-- Begin RECORDS SUPPLIED --
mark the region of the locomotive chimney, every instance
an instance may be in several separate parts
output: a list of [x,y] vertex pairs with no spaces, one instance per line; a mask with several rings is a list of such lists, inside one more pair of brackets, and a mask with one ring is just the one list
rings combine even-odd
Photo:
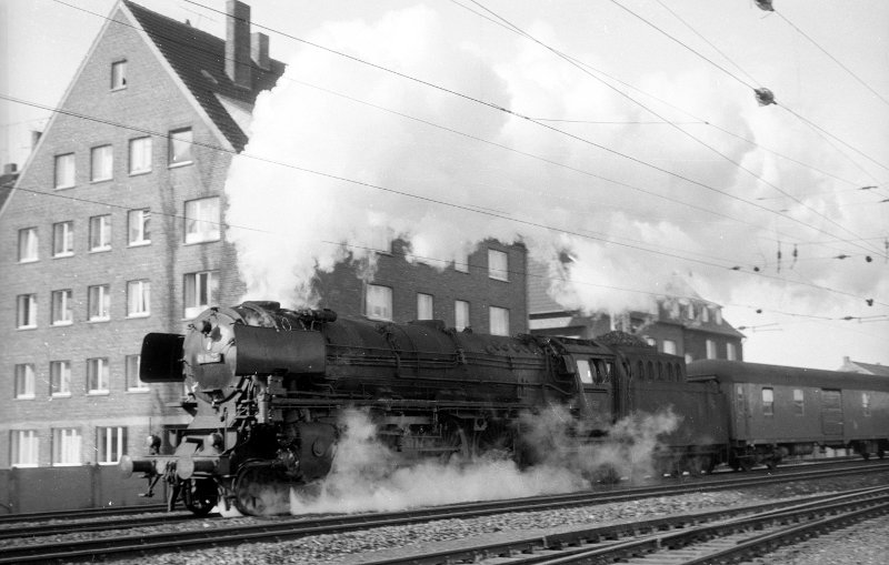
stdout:
[[250,7],[239,0],[228,0],[226,12],[228,13],[228,26],[226,27],[226,74],[229,75],[234,84],[252,89]]

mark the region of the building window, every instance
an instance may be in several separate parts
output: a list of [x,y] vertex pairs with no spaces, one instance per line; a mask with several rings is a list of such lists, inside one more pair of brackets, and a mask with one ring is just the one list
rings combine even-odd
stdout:
[[432,320],[432,295],[417,293],[417,320]]
[[130,174],[151,172],[151,138],[130,140]]
[[113,172],[114,153],[111,145],[100,145],[90,151],[90,181],[107,181]]
[[173,130],[170,132],[170,167],[191,162],[191,128]]
[[140,317],[151,314],[151,282],[147,280],[127,283],[127,315]]
[[707,359],[716,359],[716,342],[707,340]]
[[16,327],[37,327],[37,294],[19,294],[16,297]]
[[509,335],[509,310],[491,306],[491,335]]
[[130,245],[148,245],[151,243],[151,232],[148,229],[151,220],[149,210],[130,210],[127,213],[127,241]]
[[19,263],[31,263],[38,260],[37,228],[19,230]]
[[772,389],[762,389],[762,414],[766,416],[775,415],[775,391]]
[[56,188],[70,189],[74,185],[74,154],[56,155]]
[[186,274],[186,317],[192,319],[217,301],[219,281],[213,271]]
[[111,215],[93,215],[90,218],[90,251],[108,251],[111,249]]
[[392,320],[392,289],[368,284],[366,315],[373,320]]
[[186,202],[186,243],[219,239],[219,198]]
[[10,438],[13,467],[36,467],[38,443],[36,430],[13,430]]
[[463,300],[453,301],[453,326],[458,331],[469,327],[469,302]]
[[108,394],[110,381],[107,357],[87,360],[87,391],[90,394]]
[[488,250],[488,276],[497,281],[509,281],[509,260],[506,253]]
[[453,260],[453,270],[458,273],[468,273],[469,272],[469,254],[462,253],[460,256]]
[[16,365],[16,397],[34,397],[34,366],[31,363]]
[[76,427],[52,430],[52,464],[80,465],[80,431]]
[[801,416],[805,414],[805,396],[802,395],[802,389],[793,389],[793,414]]
[[108,284],[98,284],[89,287],[89,315],[90,322],[104,322],[111,319],[111,290]]
[[49,386],[52,396],[71,395],[70,361],[53,361],[49,364]]
[[74,317],[71,314],[72,297],[73,293],[70,289],[66,289],[63,291],[52,291],[52,325],[68,325],[74,321]]
[[141,355],[127,355],[124,360],[127,365],[127,390],[130,392],[148,391],[148,383],[143,383],[139,379],[139,364],[141,361]]
[[111,90],[127,88],[127,61],[111,63]]
[[74,222],[52,224],[52,256],[67,258],[74,254]]
[[119,463],[120,456],[126,455],[126,427],[96,428],[96,458],[98,463]]

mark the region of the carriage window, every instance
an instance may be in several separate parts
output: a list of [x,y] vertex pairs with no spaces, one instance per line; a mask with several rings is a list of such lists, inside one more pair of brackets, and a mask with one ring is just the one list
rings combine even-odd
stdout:
[[801,416],[803,412],[802,389],[793,389],[793,414]]
[[592,373],[590,372],[590,362],[586,359],[577,360],[577,371],[580,374],[580,382],[583,384],[592,384]]
[[762,389],[762,414],[767,416],[775,415],[775,390]]

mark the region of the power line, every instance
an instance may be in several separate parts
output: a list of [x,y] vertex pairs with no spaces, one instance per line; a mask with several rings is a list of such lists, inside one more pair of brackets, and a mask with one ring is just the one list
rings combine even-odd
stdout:
[[[60,2],[60,3],[64,3],[64,2],[61,2],[61,0],[54,0],[54,1],[57,1],[57,2]],[[197,2],[197,1],[194,1],[194,0],[184,0],[184,1],[187,1],[187,2],[189,2],[189,3],[192,3],[192,4],[194,4],[194,6],[202,7],[202,8],[207,9],[207,10],[210,10],[210,11],[213,11],[213,12],[217,12],[217,13],[226,14],[226,12],[223,12],[223,11],[221,11],[221,10],[217,10],[217,9],[214,9],[214,8],[210,8],[210,7],[208,7],[208,6],[204,6],[204,4],[201,4],[201,3]],[[475,2],[475,3],[477,3],[477,4],[478,4],[478,2]],[[478,4],[478,6],[481,6],[481,4]],[[482,8],[483,8],[483,7],[482,7]],[[486,10],[487,10],[487,9],[486,9]],[[493,12],[492,12],[492,13],[493,13]],[[237,17],[234,17],[234,16],[231,16],[231,14],[226,14],[226,16],[227,16],[228,18],[234,18],[234,19],[238,19]],[[499,18],[499,17],[498,17],[498,18]],[[749,201],[749,200],[745,200],[745,199],[742,199],[742,198],[740,198],[740,196],[736,196],[736,195],[733,195],[733,194],[730,194],[730,193],[729,193],[729,192],[727,192],[727,191],[723,191],[723,190],[717,189],[717,188],[715,188],[715,186],[710,186],[710,185],[708,185],[708,184],[706,184],[706,183],[702,183],[702,182],[699,182],[699,181],[695,181],[693,179],[690,179],[690,178],[688,178],[688,176],[685,176],[685,175],[681,175],[681,174],[679,174],[679,173],[676,173],[676,172],[669,171],[669,170],[667,170],[667,169],[663,169],[663,168],[657,167],[657,165],[655,165],[655,164],[652,164],[652,163],[649,163],[649,162],[647,162],[647,161],[643,161],[643,160],[641,160],[641,159],[638,159],[638,158],[633,158],[633,157],[631,157],[631,155],[628,155],[628,154],[626,154],[626,153],[621,153],[621,152],[619,152],[619,151],[617,151],[617,150],[613,150],[613,149],[611,149],[611,148],[608,148],[608,147],[606,147],[606,145],[602,145],[602,144],[596,143],[596,142],[593,142],[593,141],[591,141],[591,140],[588,140],[588,139],[586,139],[586,138],[582,138],[582,137],[579,137],[579,135],[572,134],[572,133],[570,133],[570,132],[568,132],[568,131],[560,130],[560,129],[558,129],[558,128],[555,128],[555,127],[552,127],[552,125],[549,125],[549,124],[547,124],[547,123],[543,123],[543,122],[540,122],[540,121],[536,121],[533,118],[530,118],[530,117],[528,117],[528,115],[525,115],[525,114],[522,114],[522,113],[519,113],[519,112],[517,112],[517,111],[513,111],[513,110],[509,110],[509,109],[507,109],[507,108],[503,108],[503,107],[501,107],[501,105],[499,105],[499,104],[496,104],[496,103],[493,103],[493,102],[488,102],[488,101],[485,101],[485,100],[481,100],[481,99],[478,99],[478,98],[471,97],[471,95],[469,95],[469,94],[465,94],[465,93],[462,93],[462,92],[456,91],[456,90],[453,90],[453,89],[449,89],[449,88],[446,88],[446,87],[441,87],[441,85],[439,85],[439,84],[436,84],[436,83],[432,83],[432,82],[430,82],[430,81],[426,81],[426,80],[423,80],[423,79],[419,79],[419,78],[417,78],[417,77],[412,77],[412,75],[410,75],[410,74],[407,74],[407,73],[404,73],[404,72],[397,71],[397,70],[393,70],[393,69],[390,69],[390,68],[387,68],[387,67],[383,67],[383,65],[380,65],[380,64],[377,64],[377,63],[373,63],[373,62],[367,61],[367,60],[364,60],[364,59],[361,59],[361,58],[358,58],[358,57],[354,57],[354,56],[350,56],[350,54],[348,54],[348,53],[343,53],[343,52],[341,52],[341,51],[337,51],[337,50],[334,50],[334,49],[331,49],[331,48],[328,48],[328,47],[324,47],[324,46],[321,46],[321,44],[318,44],[318,43],[314,43],[314,42],[311,42],[311,41],[304,40],[304,39],[302,39],[302,38],[298,38],[298,37],[296,37],[296,36],[292,36],[292,34],[289,34],[289,33],[286,33],[286,32],[283,32],[283,31],[277,30],[277,29],[274,29],[274,28],[270,28],[270,27],[267,27],[267,26],[262,26],[262,24],[259,24],[259,23],[256,23],[256,22],[251,22],[251,26],[256,26],[257,28],[264,29],[264,30],[267,30],[267,31],[270,31],[270,32],[272,32],[272,33],[280,34],[281,37],[289,38],[289,39],[292,39],[292,40],[294,40],[294,41],[298,41],[298,42],[301,42],[301,43],[303,43],[303,44],[307,44],[307,46],[313,47],[313,48],[316,48],[316,49],[319,49],[319,50],[322,50],[322,51],[326,51],[326,52],[329,52],[329,53],[332,53],[332,54],[336,54],[336,56],[339,56],[339,57],[343,57],[343,58],[346,58],[346,59],[349,59],[349,60],[352,60],[352,61],[359,62],[359,63],[361,63],[361,64],[367,64],[367,65],[369,65],[369,67],[371,67],[371,68],[374,68],[374,69],[378,69],[378,70],[384,71],[384,72],[388,72],[388,73],[394,74],[394,75],[397,75],[397,77],[400,77],[400,78],[402,78],[402,79],[410,80],[410,81],[417,82],[417,83],[419,83],[419,84],[422,84],[422,85],[426,85],[426,87],[429,87],[429,88],[432,88],[432,89],[437,89],[437,90],[440,90],[440,91],[442,91],[442,92],[446,92],[446,93],[449,93],[449,94],[452,94],[452,95],[456,95],[456,97],[462,98],[462,99],[465,99],[465,100],[468,100],[468,101],[471,101],[471,102],[475,102],[475,103],[479,103],[479,104],[481,104],[481,105],[485,105],[485,107],[488,107],[488,108],[490,108],[490,109],[493,109],[493,110],[498,110],[498,111],[501,111],[501,112],[508,113],[508,114],[510,114],[510,115],[512,115],[512,117],[515,117],[515,118],[519,118],[519,119],[522,119],[522,120],[529,121],[529,122],[531,122],[531,123],[535,123],[535,124],[537,124],[537,125],[539,125],[539,127],[546,128],[546,129],[548,129],[548,130],[550,130],[550,131],[553,131],[553,132],[556,132],[556,133],[559,133],[559,134],[566,135],[566,137],[568,137],[568,138],[570,138],[570,139],[573,139],[573,140],[576,140],[576,141],[580,141],[580,142],[582,142],[582,143],[586,143],[586,144],[589,144],[589,145],[596,147],[596,148],[598,148],[598,149],[601,149],[601,150],[603,150],[603,151],[607,151],[607,152],[609,152],[609,153],[612,153],[612,154],[615,154],[615,155],[618,155],[618,157],[621,157],[621,158],[623,158],[623,159],[630,160],[630,161],[632,161],[632,162],[635,162],[635,163],[637,163],[637,164],[641,164],[641,165],[643,165],[643,167],[647,167],[647,168],[649,168],[649,169],[656,170],[656,171],[658,171],[658,172],[662,172],[662,173],[665,173],[665,174],[668,174],[668,175],[670,175],[670,176],[675,176],[675,178],[677,178],[677,179],[683,180],[683,181],[686,181],[686,182],[689,182],[689,183],[691,183],[691,184],[695,184],[695,185],[701,186],[701,188],[703,188],[703,189],[706,189],[706,190],[710,190],[710,191],[717,192],[717,193],[719,193],[719,194],[722,194],[722,195],[725,195],[725,196],[727,196],[727,198],[730,198],[730,199],[737,200],[737,201],[739,201],[739,202],[743,202],[743,203],[746,203],[746,204],[748,204],[748,205],[752,205],[752,206],[755,206],[755,208],[759,208],[759,209],[761,209],[761,210],[763,210],[763,211],[767,211],[767,212],[769,212],[769,213],[773,213],[773,214],[780,215],[780,216],[785,218],[786,220],[790,220],[791,222],[795,222],[795,223],[800,223],[800,224],[802,224],[802,225],[806,225],[806,226],[807,226],[807,228],[809,228],[809,229],[813,229],[813,230],[816,230],[816,231],[819,231],[819,232],[821,232],[821,233],[825,233],[825,234],[827,234],[827,235],[832,235],[832,234],[830,234],[830,233],[826,232],[825,230],[822,230],[821,228],[817,228],[817,226],[815,226],[815,225],[812,225],[812,224],[808,224],[808,223],[806,223],[806,222],[803,222],[803,221],[801,221],[801,220],[798,220],[798,219],[796,219],[796,218],[793,218],[793,216],[791,216],[791,215],[788,215],[788,214],[785,214],[785,213],[780,213],[780,212],[776,212],[776,211],[773,211],[773,210],[770,210],[770,209],[768,209],[768,208],[766,208],[766,206],[761,206],[761,205],[759,205],[759,204],[757,204],[757,203],[755,203],[755,202],[751,202],[751,201]],[[521,32],[521,33],[523,33],[523,32]],[[527,34],[526,34],[526,36],[527,36]],[[530,38],[530,36],[528,36],[528,37]],[[531,39],[532,39],[532,38],[531,38]],[[535,40],[535,41],[537,41],[537,40]],[[539,42],[539,41],[538,41],[538,42]],[[541,43],[541,44],[542,44],[542,43]],[[545,46],[545,47],[546,47],[546,46]],[[551,49],[551,48],[548,48],[548,49]],[[557,51],[555,51],[555,50],[553,50],[553,52],[557,52]],[[557,53],[558,53],[558,52],[557,52]],[[597,78],[597,80],[599,80],[599,79]],[[609,85],[609,88],[612,88],[612,87],[610,87],[610,85]],[[618,92],[619,92],[621,95],[625,95],[625,97],[626,97],[626,94],[623,94],[622,92],[620,92],[620,91],[618,91]],[[636,101],[635,101],[635,102],[636,102]],[[639,102],[637,102],[637,103],[639,103]],[[641,104],[640,104],[640,105],[641,105]],[[645,108],[645,107],[643,107],[643,108]],[[647,109],[647,110],[648,110],[648,109]],[[663,119],[662,117],[658,115],[658,114],[657,114],[657,113],[655,113],[653,111],[651,111],[651,110],[649,110],[649,111],[650,111],[652,114],[657,115],[658,118],[660,118],[660,119]],[[730,162],[732,162],[732,163],[733,163],[736,167],[739,167],[739,168],[741,168],[742,170],[746,170],[746,169],[743,169],[743,167],[742,167],[742,165],[740,165],[740,163],[737,163],[736,161],[733,161],[733,160],[731,160],[730,158],[728,158],[728,155],[723,155],[722,153],[719,153],[719,152],[718,152],[716,149],[713,149],[713,148],[711,148],[711,147],[707,145],[706,143],[703,143],[702,141],[698,140],[698,139],[697,139],[697,138],[695,138],[693,135],[690,135],[688,132],[686,132],[686,131],[685,131],[685,130],[682,130],[681,128],[677,128],[677,129],[678,129],[679,131],[681,131],[681,132],[686,133],[687,135],[691,137],[692,139],[695,139],[695,140],[696,140],[696,141],[698,141],[699,143],[703,144],[705,147],[709,148],[711,151],[715,151],[715,152],[717,152],[718,154],[720,154],[721,157],[723,157],[725,159],[728,159],[728,160],[729,160]],[[787,194],[785,191],[782,191],[782,190],[781,190],[781,189],[779,189],[778,186],[775,186],[773,184],[769,183],[768,181],[765,181],[763,179],[760,179],[759,176],[757,176],[757,175],[756,175],[755,173],[752,173],[751,171],[749,171],[749,170],[746,170],[746,171],[747,171],[747,172],[749,172],[750,174],[752,174],[755,178],[759,179],[761,182],[763,182],[763,183],[766,183],[766,184],[768,184],[768,185],[772,186],[775,190],[777,190],[777,191],[779,191],[779,192],[782,192],[782,193]],[[789,196],[789,198],[791,198],[791,199],[793,198],[793,196],[791,196],[791,195],[789,195],[789,194],[788,194],[788,196]],[[841,224],[839,224],[838,222],[833,221],[832,219],[829,219],[829,218],[825,216],[825,215],[823,215],[821,212],[819,212],[819,211],[817,211],[817,210],[815,210],[815,209],[812,209],[812,208],[808,206],[808,205],[807,205],[807,204],[805,204],[803,202],[799,202],[799,204],[800,204],[800,205],[802,205],[803,208],[806,208],[806,209],[810,210],[810,211],[811,211],[811,212],[813,212],[816,215],[819,215],[819,216],[821,216],[821,218],[822,218],[822,219],[825,219],[827,222],[829,222],[829,223],[832,223],[832,224],[837,225],[839,229],[841,229],[842,231],[846,231],[846,232],[848,232],[849,234],[853,235],[853,236],[855,236],[855,239],[857,239],[857,240],[860,240],[860,239],[861,239],[861,238],[860,238],[858,234],[856,234],[856,233],[851,232],[850,230],[848,230],[847,228],[842,226]]]
[[[81,120],[94,121],[94,122],[98,122],[98,123],[103,123],[103,124],[111,125],[111,127],[117,127],[117,128],[122,128],[122,129],[127,129],[127,130],[131,130],[131,131],[137,131],[137,132],[140,132],[140,133],[144,133],[144,134],[149,134],[149,135],[153,135],[153,137],[158,137],[158,138],[171,139],[171,134],[169,134],[169,133],[162,133],[162,132],[153,131],[153,130],[150,130],[150,129],[147,129],[147,128],[121,124],[121,123],[114,122],[112,120],[89,117],[89,115],[86,115],[86,114],[73,112],[71,110],[50,109],[48,107],[43,107],[43,105],[37,104],[34,102],[27,102],[27,101],[17,99],[14,97],[8,97],[6,94],[0,94],[0,99],[4,99],[4,100],[12,101],[12,102],[18,102],[18,103],[23,103],[23,104],[28,104],[28,105],[33,105],[33,107],[37,107],[37,108],[41,108],[43,110],[51,110],[51,111],[54,111],[57,113],[70,115],[72,118],[78,118],[78,119],[81,119]],[[422,196],[422,195],[413,194],[413,193],[410,193],[410,192],[407,192],[407,191],[402,191],[402,190],[391,189],[391,188],[382,186],[382,185],[379,185],[379,184],[373,184],[373,183],[370,183],[370,182],[349,179],[349,178],[346,178],[346,176],[342,176],[342,175],[338,175],[338,174],[332,174],[332,173],[327,173],[327,172],[322,172],[322,171],[308,169],[308,168],[304,168],[304,167],[299,167],[299,165],[296,165],[296,164],[292,164],[292,163],[284,163],[284,162],[281,162],[281,161],[277,161],[277,160],[269,159],[269,158],[263,158],[261,155],[256,155],[256,154],[252,154],[252,153],[247,153],[247,152],[238,153],[233,149],[227,149],[227,148],[222,148],[222,147],[219,147],[219,145],[214,145],[212,143],[194,141],[193,139],[190,141],[190,143],[192,145],[202,147],[202,148],[209,149],[211,151],[229,153],[229,154],[232,154],[232,155],[237,154],[237,155],[241,155],[243,158],[252,159],[252,160],[256,160],[256,161],[259,161],[259,162],[273,164],[273,165],[279,165],[279,167],[287,168],[287,169],[291,169],[291,170],[296,170],[296,171],[300,171],[300,172],[304,172],[304,173],[309,173],[309,174],[314,174],[314,175],[318,175],[318,176],[322,176],[322,178],[327,178],[327,179],[331,179],[331,180],[336,180],[336,181],[340,181],[340,182],[344,182],[344,183],[356,184],[356,185],[359,185],[359,186],[370,188],[370,189],[373,189],[373,190],[379,190],[379,191],[388,192],[388,193],[391,193],[391,194],[402,195],[402,196],[407,196],[407,198],[411,198],[411,199],[416,199],[416,200],[420,200],[420,201],[424,201],[424,202],[430,202],[430,203],[434,203],[434,204],[439,204],[439,205],[443,205],[443,206],[448,206],[448,208],[453,208],[456,210],[472,212],[472,213],[476,213],[476,214],[486,215],[486,216],[495,218],[495,219],[499,219],[499,220],[505,220],[505,221],[508,221],[508,222],[515,222],[515,223],[527,225],[527,226],[530,226],[530,228],[542,229],[542,230],[550,231],[550,232],[556,232],[556,233],[563,233],[566,235],[573,235],[573,236],[577,236],[577,238],[580,238],[580,239],[585,239],[585,240],[598,241],[598,242],[601,242],[601,243],[605,243],[605,244],[617,245],[617,246],[621,246],[621,248],[633,250],[633,251],[651,253],[651,254],[660,255],[660,256],[668,258],[668,259],[686,261],[686,262],[689,262],[689,263],[695,263],[695,264],[700,264],[700,265],[705,265],[705,266],[716,268],[716,269],[723,270],[723,271],[742,271],[738,266],[727,266],[727,264],[729,262],[727,262],[727,264],[717,264],[717,263],[713,263],[713,262],[710,262],[710,261],[705,261],[705,260],[695,259],[695,258],[690,258],[690,256],[683,256],[683,255],[679,254],[679,250],[671,250],[673,252],[670,252],[670,253],[663,252],[663,251],[657,251],[656,249],[645,248],[642,245],[637,245],[637,244],[632,244],[632,243],[615,241],[615,240],[608,239],[607,236],[592,235],[590,233],[585,233],[585,232],[579,231],[579,230],[560,229],[560,228],[548,225],[548,224],[545,224],[545,223],[541,223],[541,222],[536,222],[536,221],[532,221],[532,220],[515,218],[515,216],[510,216],[510,215],[507,215],[507,214],[503,214],[503,213],[491,212],[491,211],[481,210],[481,209],[478,209],[478,208],[475,208],[475,206],[469,206],[469,205],[465,205],[465,204],[448,202],[448,201],[441,200],[441,199],[433,199],[433,198],[430,198],[430,196]],[[76,200],[76,201],[91,202],[91,203],[101,204],[101,205],[109,205],[109,206],[112,205],[112,204],[108,204],[108,203],[90,201],[90,200],[87,200],[87,199],[78,199],[78,198],[69,196],[67,194],[48,193],[48,192],[44,192],[44,191],[34,190],[34,189],[16,188],[14,190],[22,190],[24,192],[31,192],[31,193],[36,193],[36,194],[43,194],[43,195],[56,196],[56,198],[69,198],[71,200]],[[121,206],[121,205],[113,205],[113,206],[114,208],[124,208],[124,206]],[[219,224],[220,225],[224,225],[221,222]],[[766,279],[775,279],[775,280],[779,280],[779,281],[782,281],[782,282],[788,282],[788,281],[786,281],[783,279],[771,276],[771,275],[768,275],[768,274],[765,274],[765,273],[761,273],[761,272],[758,272],[758,271],[755,272],[755,273],[750,273],[750,274],[757,274],[758,276],[762,276],[762,278],[766,278]],[[825,291],[825,292],[846,295],[846,296],[849,296],[849,297],[855,297],[857,300],[862,300],[861,296],[859,296],[857,294],[853,294],[853,293],[850,293],[850,292],[846,292],[846,291],[841,291],[841,290],[838,290],[838,289],[832,289],[832,287],[829,287],[829,286],[818,285],[818,284],[815,284],[815,283],[812,283],[810,281],[799,281],[799,282],[796,282],[795,284],[799,284],[799,285],[802,285],[802,286],[808,286],[808,287],[820,290],[820,291]],[[871,300],[871,299],[867,299],[867,300]],[[883,304],[883,303],[879,302],[878,304],[889,306],[889,303]]]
-- End RECORDS SUPPLIED --
* [TASK BRIEF] Reproduce the lines starting at the line that contains "mark the region of the carriage" and ending at the line that contains "[[762,389],[762,414],[767,416],[775,415],[775,390]]", both included, with no changes.

* [SOLUTION BELOW]
mark the region of the carriage window, every instance
an instance may be in several separate parts
output: a list of [x,y] vertex pairs with no spaces, one instance per line; a mask with several rings is a list of such lists, inside one more pair of brackets, and a mask with one ring is just the one list
rings combine even-odd
stdout:
[[801,416],[803,412],[802,389],[793,389],[793,414]]
[[592,373],[590,372],[590,362],[586,359],[577,360],[577,371],[580,374],[580,382],[583,384],[592,384]]
[[762,389],[762,414],[767,416],[775,415],[775,390]]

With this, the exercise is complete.